What to work on ->
a – In the Siegen-Wittgenstein article, reproduce the passage between "Population (31 December" and "Westerwaldkreis, and Altenkirchen.", inclusive, replacing "Neighboring" with "Adjacent".
b – Answer these from the Siegen-Wittgenstein article:
(i) Who is listed as the district administrator, and with which party?
(ii) In what year were the districts of Siegen and Wittgenstein merged?
(iii) Which vehicle registration codes are given?

Source ->
- Flag Coat of arms
- Country: Germany
- State: North Rhine-Westphalia
- Adm. region: Arnsberg
- Capital: Siegen

Government
- • District admin.: Andreas Müller (SPD)

Area
- • Total: 1,131.47 km^{2} (436.86 sq mi)

Population (31 December 2023)
- • Total: 276,625
- • Density: 240/km^{2} (630/sq mi)
- Time zone: UTC+01:00 (CET)
- • Summer (DST): UTC+02:00 (CEST)
- Vehicle registration: BLB, SI
- Website: siegen-wittgenstein.de

= Siegen-Wittgenstein =

Siegen-Wittgenstein is a Kreis (district) in the southeast of North Rhine-Westphalia, Germany. Neighboring districts are Olpe, Hochsauerlandkreis, Waldeck-Frankenberg, Marburg-Biedenkopf, Lahn-Dill, Westerwaldkreis, and Altenkirchen.

==History==
In 1816–1817, the two districts of Siegen and Wittgenstein were created as parts of the Prussian province of Westphalia. In 1974, the two districts were merged, and in 1984 the name Siegen-Wittgenstein was adopted.

==Geography==
Geographically, it covers the hills southeast of the Sauerland hills, the Siegerland and Wittgensteiner Land.

Material provided ->

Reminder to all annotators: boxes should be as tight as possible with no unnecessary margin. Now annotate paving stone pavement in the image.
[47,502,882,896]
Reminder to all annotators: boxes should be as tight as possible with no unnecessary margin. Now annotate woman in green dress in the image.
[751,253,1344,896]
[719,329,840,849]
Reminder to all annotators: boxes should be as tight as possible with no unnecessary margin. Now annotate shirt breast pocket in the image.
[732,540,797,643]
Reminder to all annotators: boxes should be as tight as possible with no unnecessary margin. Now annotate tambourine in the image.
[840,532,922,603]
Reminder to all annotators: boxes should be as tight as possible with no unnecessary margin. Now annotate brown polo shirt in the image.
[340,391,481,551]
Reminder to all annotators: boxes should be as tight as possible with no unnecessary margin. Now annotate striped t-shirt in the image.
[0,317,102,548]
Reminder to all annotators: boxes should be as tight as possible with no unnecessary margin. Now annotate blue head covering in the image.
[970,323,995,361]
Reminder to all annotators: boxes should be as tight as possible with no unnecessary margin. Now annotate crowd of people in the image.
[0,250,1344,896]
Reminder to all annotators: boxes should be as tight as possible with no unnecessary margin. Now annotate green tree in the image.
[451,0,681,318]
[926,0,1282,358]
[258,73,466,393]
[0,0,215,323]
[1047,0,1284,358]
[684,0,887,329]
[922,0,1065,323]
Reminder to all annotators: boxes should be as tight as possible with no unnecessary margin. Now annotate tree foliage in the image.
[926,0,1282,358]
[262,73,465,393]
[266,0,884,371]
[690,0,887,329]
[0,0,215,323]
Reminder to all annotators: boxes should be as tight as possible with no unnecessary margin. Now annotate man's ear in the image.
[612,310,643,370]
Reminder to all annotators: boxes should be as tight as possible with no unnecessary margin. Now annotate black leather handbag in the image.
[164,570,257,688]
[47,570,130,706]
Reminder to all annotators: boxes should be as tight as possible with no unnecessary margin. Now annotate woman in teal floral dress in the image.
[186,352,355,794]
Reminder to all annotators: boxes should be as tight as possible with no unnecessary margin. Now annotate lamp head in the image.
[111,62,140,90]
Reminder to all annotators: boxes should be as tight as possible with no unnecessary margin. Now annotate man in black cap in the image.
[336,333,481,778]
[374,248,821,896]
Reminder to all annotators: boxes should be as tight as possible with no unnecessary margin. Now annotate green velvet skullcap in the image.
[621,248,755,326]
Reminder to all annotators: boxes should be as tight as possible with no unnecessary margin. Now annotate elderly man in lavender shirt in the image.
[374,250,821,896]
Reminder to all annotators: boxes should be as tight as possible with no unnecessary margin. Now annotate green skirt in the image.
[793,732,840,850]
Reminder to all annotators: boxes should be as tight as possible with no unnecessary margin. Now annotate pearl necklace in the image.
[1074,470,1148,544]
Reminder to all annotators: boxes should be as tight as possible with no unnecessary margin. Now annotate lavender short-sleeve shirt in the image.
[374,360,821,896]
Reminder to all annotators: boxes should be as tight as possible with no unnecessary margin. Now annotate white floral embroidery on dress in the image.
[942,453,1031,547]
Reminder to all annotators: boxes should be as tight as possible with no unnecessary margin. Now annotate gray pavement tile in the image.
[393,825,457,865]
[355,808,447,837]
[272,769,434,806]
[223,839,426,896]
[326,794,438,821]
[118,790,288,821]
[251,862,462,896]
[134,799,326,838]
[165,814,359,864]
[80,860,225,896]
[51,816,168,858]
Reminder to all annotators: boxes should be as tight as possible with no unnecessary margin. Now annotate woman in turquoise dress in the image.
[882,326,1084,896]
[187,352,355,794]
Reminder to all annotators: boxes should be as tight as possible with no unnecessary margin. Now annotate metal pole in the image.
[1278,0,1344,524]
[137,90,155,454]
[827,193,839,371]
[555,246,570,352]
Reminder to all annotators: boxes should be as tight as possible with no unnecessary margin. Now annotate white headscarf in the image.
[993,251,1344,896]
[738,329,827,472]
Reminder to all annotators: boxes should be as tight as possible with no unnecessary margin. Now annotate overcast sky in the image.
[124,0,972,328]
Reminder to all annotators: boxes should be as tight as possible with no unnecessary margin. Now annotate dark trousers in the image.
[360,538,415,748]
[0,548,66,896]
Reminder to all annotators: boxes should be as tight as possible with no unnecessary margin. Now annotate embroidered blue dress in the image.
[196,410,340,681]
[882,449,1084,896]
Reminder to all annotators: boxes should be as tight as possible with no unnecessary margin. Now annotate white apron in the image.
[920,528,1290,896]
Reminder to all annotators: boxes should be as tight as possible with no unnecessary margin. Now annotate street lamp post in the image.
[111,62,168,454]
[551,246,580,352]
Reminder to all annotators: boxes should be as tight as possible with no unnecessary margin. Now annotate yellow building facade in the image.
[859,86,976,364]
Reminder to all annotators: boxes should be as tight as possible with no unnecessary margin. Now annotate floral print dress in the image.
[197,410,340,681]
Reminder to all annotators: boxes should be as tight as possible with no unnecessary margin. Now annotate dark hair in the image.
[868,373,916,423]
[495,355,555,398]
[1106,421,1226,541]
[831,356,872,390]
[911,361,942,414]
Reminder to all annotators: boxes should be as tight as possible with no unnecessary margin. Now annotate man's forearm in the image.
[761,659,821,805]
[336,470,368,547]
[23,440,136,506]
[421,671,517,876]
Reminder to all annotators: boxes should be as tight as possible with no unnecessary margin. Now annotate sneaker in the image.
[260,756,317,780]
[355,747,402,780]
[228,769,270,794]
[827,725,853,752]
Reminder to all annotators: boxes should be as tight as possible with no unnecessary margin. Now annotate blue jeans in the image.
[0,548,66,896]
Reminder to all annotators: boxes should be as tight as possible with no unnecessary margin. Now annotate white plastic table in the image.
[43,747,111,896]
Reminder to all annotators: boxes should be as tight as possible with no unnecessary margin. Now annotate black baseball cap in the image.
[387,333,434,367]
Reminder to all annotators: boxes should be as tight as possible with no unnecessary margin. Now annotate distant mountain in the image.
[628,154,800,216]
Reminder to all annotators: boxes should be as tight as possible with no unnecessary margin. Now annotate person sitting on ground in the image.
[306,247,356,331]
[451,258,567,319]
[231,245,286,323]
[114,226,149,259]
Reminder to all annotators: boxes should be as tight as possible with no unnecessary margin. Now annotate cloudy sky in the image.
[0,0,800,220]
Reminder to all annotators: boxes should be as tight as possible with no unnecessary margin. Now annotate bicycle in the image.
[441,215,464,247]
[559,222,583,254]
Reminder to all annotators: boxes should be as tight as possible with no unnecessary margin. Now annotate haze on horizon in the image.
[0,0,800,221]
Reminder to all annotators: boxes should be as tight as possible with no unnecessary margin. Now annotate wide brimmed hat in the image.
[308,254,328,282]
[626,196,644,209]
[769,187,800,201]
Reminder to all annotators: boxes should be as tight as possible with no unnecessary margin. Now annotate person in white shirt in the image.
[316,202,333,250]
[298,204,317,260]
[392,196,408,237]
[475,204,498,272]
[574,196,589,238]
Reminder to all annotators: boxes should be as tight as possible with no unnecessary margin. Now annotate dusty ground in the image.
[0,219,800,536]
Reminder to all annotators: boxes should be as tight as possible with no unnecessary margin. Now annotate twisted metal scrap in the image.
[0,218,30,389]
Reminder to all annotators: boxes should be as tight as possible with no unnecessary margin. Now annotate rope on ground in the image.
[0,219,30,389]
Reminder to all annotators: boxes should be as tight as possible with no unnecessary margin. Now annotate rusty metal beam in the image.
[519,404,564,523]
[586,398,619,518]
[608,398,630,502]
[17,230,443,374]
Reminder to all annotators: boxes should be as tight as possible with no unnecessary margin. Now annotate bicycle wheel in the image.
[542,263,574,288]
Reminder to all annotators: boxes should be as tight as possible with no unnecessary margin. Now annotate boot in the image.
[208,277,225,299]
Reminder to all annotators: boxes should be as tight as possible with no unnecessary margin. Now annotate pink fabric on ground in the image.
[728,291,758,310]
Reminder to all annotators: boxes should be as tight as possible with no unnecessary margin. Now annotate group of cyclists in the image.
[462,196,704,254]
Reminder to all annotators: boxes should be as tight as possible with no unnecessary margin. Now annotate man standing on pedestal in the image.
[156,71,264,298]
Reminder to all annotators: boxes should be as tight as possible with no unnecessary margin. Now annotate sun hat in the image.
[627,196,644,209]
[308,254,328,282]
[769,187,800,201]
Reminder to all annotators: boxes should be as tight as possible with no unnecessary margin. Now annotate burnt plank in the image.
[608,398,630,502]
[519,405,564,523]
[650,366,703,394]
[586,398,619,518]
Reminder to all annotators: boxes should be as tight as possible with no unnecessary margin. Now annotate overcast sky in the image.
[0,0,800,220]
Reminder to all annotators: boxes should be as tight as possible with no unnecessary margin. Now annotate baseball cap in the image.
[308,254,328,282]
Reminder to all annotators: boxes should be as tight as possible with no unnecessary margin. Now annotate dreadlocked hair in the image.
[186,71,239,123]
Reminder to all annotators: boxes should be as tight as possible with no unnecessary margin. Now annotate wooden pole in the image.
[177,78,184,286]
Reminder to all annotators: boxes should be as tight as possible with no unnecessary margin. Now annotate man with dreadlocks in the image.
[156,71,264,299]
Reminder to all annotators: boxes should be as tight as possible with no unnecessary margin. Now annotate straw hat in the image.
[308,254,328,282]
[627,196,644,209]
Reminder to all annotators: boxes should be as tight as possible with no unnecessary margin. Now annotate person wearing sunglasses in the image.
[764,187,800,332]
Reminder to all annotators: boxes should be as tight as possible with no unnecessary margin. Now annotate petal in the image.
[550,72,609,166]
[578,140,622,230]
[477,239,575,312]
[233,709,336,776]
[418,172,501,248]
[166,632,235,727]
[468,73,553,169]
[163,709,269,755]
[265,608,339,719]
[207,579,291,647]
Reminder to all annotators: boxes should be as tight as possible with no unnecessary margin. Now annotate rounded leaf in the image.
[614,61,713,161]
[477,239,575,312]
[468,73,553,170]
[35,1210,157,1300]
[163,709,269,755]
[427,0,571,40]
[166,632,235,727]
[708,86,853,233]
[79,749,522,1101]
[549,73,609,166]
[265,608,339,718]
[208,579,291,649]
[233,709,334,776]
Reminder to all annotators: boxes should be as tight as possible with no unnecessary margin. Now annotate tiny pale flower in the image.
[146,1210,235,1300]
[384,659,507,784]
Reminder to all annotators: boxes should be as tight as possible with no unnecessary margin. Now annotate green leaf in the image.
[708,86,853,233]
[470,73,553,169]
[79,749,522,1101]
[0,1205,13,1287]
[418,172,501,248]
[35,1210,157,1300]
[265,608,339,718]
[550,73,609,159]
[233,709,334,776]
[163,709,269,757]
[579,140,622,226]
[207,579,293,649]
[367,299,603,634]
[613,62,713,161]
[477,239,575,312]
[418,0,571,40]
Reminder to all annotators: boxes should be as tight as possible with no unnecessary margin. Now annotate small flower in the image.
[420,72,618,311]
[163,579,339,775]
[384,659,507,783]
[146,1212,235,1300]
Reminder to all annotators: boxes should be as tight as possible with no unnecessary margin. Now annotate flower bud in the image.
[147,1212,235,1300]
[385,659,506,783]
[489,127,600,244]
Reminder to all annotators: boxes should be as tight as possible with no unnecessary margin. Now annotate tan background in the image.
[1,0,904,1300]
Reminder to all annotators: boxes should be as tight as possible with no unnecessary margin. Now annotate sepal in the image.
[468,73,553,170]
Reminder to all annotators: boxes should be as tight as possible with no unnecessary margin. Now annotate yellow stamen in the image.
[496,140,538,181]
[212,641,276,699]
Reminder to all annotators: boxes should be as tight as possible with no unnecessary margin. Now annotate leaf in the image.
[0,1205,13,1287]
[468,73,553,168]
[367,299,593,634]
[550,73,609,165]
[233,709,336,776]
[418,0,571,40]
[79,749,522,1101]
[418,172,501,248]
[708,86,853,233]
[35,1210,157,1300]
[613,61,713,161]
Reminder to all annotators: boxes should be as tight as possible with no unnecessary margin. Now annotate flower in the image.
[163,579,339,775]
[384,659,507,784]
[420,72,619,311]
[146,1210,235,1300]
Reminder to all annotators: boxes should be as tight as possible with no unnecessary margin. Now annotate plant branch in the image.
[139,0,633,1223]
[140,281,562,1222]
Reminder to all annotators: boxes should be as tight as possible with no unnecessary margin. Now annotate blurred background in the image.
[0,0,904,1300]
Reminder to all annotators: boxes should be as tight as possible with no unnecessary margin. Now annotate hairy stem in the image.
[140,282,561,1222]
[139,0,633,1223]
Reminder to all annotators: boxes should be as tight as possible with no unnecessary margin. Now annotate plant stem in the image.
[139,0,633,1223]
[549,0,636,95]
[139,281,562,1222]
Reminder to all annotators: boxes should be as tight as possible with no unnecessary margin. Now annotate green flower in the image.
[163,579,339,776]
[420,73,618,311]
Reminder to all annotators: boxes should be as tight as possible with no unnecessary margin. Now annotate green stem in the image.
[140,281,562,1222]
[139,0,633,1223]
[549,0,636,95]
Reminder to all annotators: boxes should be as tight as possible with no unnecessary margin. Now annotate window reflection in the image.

Solution list ->
a –
Population (31 December 2023)
- • Total: 276,625
- • Density: 240/km^{2} (630/sq mi)
- Time zone: UTC+01:00 (CET)
- • Summer (DST): UTC+02:00 (CEST)
- Vehicle registration: BLB, SI
- Website: siegen-wittgenstein.de

= Siegen-Wittgenstein =

Siegen-Wittgenstein is a Kreis (district) in the southeast of North Rhine-Westphalia, Germany. Adjacent districts are Olpe, Hochsauerlandkreis, Waldeck-Frankenberg, Marburg-Biedenkopf, Lahn-Dill, Westerwaldkreis, and Altenkirchen.

b –
(i) Andreas Müller (SPD)
(ii) 1974
(iii) BLB and SI